** Material for this exercise **
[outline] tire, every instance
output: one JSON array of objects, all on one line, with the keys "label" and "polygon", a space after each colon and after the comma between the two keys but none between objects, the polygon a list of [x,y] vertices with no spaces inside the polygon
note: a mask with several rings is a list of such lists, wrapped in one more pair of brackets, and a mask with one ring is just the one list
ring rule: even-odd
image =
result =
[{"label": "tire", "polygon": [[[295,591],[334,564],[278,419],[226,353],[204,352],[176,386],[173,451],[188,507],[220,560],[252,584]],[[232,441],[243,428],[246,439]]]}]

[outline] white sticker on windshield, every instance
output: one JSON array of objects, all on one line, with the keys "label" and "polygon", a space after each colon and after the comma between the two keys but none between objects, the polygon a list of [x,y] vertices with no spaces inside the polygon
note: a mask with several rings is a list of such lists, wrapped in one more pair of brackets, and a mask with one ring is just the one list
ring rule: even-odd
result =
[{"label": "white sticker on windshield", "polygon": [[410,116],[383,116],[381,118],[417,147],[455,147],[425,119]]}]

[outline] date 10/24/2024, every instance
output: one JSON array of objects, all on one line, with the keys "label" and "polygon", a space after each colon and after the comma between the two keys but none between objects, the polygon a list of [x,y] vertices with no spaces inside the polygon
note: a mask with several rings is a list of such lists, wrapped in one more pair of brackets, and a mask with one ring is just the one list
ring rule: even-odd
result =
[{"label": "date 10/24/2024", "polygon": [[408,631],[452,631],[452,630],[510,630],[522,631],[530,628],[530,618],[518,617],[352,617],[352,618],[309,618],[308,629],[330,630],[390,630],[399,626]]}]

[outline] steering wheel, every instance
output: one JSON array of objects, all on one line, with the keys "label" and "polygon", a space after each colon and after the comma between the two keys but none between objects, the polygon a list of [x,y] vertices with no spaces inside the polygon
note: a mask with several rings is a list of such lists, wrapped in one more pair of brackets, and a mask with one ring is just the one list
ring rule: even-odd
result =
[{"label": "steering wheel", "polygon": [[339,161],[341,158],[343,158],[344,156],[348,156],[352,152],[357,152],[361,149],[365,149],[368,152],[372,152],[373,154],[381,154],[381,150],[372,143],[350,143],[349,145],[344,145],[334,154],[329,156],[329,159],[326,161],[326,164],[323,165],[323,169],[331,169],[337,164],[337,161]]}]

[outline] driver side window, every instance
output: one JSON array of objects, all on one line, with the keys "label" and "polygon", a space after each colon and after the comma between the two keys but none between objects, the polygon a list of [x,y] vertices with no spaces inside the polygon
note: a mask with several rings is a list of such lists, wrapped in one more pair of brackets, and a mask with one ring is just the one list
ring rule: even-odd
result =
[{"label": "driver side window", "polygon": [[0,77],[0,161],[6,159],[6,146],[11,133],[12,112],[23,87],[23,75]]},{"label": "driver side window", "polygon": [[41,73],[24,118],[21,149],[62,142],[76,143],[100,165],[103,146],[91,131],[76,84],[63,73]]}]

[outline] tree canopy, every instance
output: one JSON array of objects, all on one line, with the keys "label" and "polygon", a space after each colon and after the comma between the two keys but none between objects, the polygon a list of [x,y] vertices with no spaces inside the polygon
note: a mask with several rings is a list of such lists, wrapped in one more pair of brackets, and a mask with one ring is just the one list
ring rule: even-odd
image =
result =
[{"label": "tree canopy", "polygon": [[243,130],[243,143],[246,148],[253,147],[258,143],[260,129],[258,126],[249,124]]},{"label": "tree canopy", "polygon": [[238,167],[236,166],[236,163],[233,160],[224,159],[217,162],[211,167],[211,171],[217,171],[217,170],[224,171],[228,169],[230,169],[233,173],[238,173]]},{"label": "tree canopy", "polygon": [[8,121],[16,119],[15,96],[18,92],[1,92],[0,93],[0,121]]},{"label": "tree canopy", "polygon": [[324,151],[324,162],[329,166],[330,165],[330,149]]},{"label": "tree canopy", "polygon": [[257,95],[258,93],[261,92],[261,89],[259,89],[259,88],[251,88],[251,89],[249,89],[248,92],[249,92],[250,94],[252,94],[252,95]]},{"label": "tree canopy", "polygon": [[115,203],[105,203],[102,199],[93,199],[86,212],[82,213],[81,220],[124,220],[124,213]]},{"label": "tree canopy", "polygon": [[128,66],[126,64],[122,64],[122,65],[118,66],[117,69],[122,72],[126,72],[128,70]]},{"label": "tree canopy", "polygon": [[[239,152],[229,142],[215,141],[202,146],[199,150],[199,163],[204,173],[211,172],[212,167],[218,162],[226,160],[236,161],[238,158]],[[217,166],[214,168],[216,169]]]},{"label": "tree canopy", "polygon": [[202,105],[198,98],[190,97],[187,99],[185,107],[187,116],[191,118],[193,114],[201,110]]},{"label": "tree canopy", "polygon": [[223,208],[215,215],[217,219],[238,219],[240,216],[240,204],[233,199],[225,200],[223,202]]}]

** About this task **
Output the complete set of records word for word.

** Answer **
[outline] tire, every instance
output: one JSON array of objects, all on one line, with the keys "label" and "polygon", a space after each colon and after the comma between the two keys but none between objects, the polygon a list of [x,y] vertices with no spaces inside the polygon
note: a mask with several rings is a list of such lists, wrapped in one more pair of brackets, and a mask with one ring is just the one list
ring rule: even-odd
image =
result =
[{"label": "tire", "polygon": [[[295,591],[334,564],[278,419],[226,353],[204,352],[176,386],[173,451],[188,507],[220,560],[252,584]],[[232,441],[243,428],[246,439]]]}]

[outline] white sticker on windshield, every instance
output: one JSON array of objects, all on one line, with the keys "label" and "polygon", a space after each colon and after the comma between the two keys but none between objects, the polygon a list of [x,y] vertices with no spaces inside the polygon
note: a mask with several rings is a list of such lists, wrapped in one more pair of brackets, and a mask with one ring is just the one list
ring rule: even-odd
result =
[{"label": "white sticker on windshield", "polygon": [[410,116],[383,116],[381,118],[417,147],[455,147],[425,119]]}]

[outline] date 10/24/2024, every instance
output: one JSON array of objects, all on one line, with the keys "label" and "polygon", a space after each colon and after the comma between the two keys but none between objects, the polygon a list of [x,y] vertices with no spaces inside the polygon
note: a mask with several rings is a list of such lists, wrapped in one more pair of brackets, and a mask with one ring is just the one list
ring rule: even-odd
result =
[{"label": "date 10/24/2024", "polygon": [[408,631],[452,631],[452,630],[510,630],[522,631],[530,628],[530,618],[518,617],[352,617],[352,618],[309,618],[308,629],[330,630],[390,630],[399,626]]}]

[outline] steering wheel, every instance
output: one JSON array of objects, all on one line, with the keys "label" and "polygon", a space after each colon and after the comma between the two keys but none between objects, the polygon a list of [x,y] vertices with no spaces inside the polygon
note: a mask with several rings is a list of such lists, wrapped in one more pair of brackets, and a mask with one ring is just the one list
ring rule: even-odd
result =
[{"label": "steering wheel", "polygon": [[339,161],[341,158],[343,158],[344,156],[348,156],[352,152],[357,152],[361,149],[365,149],[368,152],[372,152],[373,154],[381,154],[381,150],[372,143],[350,143],[349,145],[344,145],[334,154],[329,156],[329,159],[326,161],[326,164],[323,165],[323,169],[331,169],[337,164],[337,161]]}]

[outline] driver side window, every instance
output: one JSON array of objects, all on one line, with the keys "label" and "polygon", a space after each colon and after the comma between the two keys but none between objects, the polygon a list of [x,y] vertices with no spaces inside the polygon
note: a mask with several rings is a list of such lists, wrapped in one more pair of brackets, and a mask with one ring is just the one list
ring rule: even-odd
result =
[{"label": "driver side window", "polygon": [[0,77],[0,161],[6,159],[6,146],[11,133],[12,112],[23,87],[23,75]]},{"label": "driver side window", "polygon": [[41,73],[24,118],[21,149],[62,142],[76,143],[100,165],[103,146],[91,131],[76,84],[63,73]]}]

[outline] tree canopy, every instance
output: one JSON array of objects, all on one line, with the keys "label" and "polygon", a space after each colon and after the comma between the two keys but none between objects, the polygon a list of [x,y] vertices with no spaces inside the polygon
note: a mask with several rings is a list of such lists, wrapped in one more pair of brackets, and a mask with one ring is just the one list
ring rule: even-odd
image =
result =
[{"label": "tree canopy", "polygon": [[243,130],[243,143],[246,148],[253,147],[258,143],[260,129],[258,126],[249,124]]},{"label": "tree canopy", "polygon": [[238,167],[236,166],[236,163],[233,160],[224,159],[217,162],[211,167],[211,171],[217,171],[217,170],[224,171],[228,169],[230,169],[233,173],[238,173]]},{"label": "tree canopy", "polygon": [[8,121],[16,119],[15,96],[18,92],[1,92],[0,93],[0,121]]},{"label": "tree canopy", "polygon": [[324,151],[324,162],[329,166],[330,165],[330,149]]},{"label": "tree canopy", "polygon": [[257,95],[258,93],[261,92],[261,89],[259,89],[259,88],[251,88],[251,89],[249,89],[248,92],[249,92],[250,94],[252,94],[252,95]]},{"label": "tree canopy", "polygon": [[115,203],[105,203],[102,199],[93,199],[86,212],[82,213],[81,220],[124,220],[124,213]]},{"label": "tree canopy", "polygon": [[128,66],[126,64],[122,64],[122,65],[118,66],[117,69],[122,72],[126,72],[128,70]]},{"label": "tree canopy", "polygon": [[[239,152],[229,142],[215,141],[202,146],[199,150],[199,163],[204,173],[211,172],[212,167],[218,162],[226,160],[236,161],[238,158]],[[217,166],[214,168],[216,169]]]},{"label": "tree canopy", "polygon": [[202,105],[198,98],[190,97],[187,99],[185,107],[187,116],[191,118],[193,114],[201,110]]},{"label": "tree canopy", "polygon": [[223,208],[215,215],[217,219],[238,219],[240,216],[240,204],[233,199],[225,200],[223,202]]}]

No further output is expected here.